Work instruction - Here are some records. Repeat them all exactly.

Exercise data -
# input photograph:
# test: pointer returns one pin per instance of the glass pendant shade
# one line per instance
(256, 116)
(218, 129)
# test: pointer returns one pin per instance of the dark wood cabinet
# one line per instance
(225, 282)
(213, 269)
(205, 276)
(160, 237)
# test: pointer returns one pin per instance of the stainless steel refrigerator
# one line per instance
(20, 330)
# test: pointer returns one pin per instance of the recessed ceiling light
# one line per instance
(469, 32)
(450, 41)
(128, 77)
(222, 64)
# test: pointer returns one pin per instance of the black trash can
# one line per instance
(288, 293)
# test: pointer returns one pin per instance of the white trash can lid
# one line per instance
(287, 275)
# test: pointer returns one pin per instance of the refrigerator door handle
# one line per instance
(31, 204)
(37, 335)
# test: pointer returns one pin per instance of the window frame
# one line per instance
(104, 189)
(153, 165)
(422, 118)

Expected answer -
# input photograph:
# test: pointer returns one pin per instance of the glass pendant shade
# one line per instance
(256, 116)
(218, 129)
# test: pointer returns one pin per instance of the dark wood cabinet
# one line per instance
(225, 282)
(213, 269)
(205, 276)
(160, 237)
# test: pointer returns one pin per instance of the stainless steel refrigerator
# one line per instance
(20, 330)
# test: pointer returns one pin per instance of the recessed ceiling light
# one line per instance
(469, 32)
(450, 41)
(128, 77)
(222, 64)
# test: pointer returns one pin per instance of the black trash can
# one line per instance
(288, 293)
# test: pointer returns one pin per instance of the white trash can lid
# one line per instance
(287, 275)
# test: pointer returns one pin per instance of the refrigerator door handle
# one line per instance
(31, 204)
(37, 335)
# test: pointer returns one pin per instance of the window frame
# one line per instance
(104, 189)
(153, 165)
(422, 118)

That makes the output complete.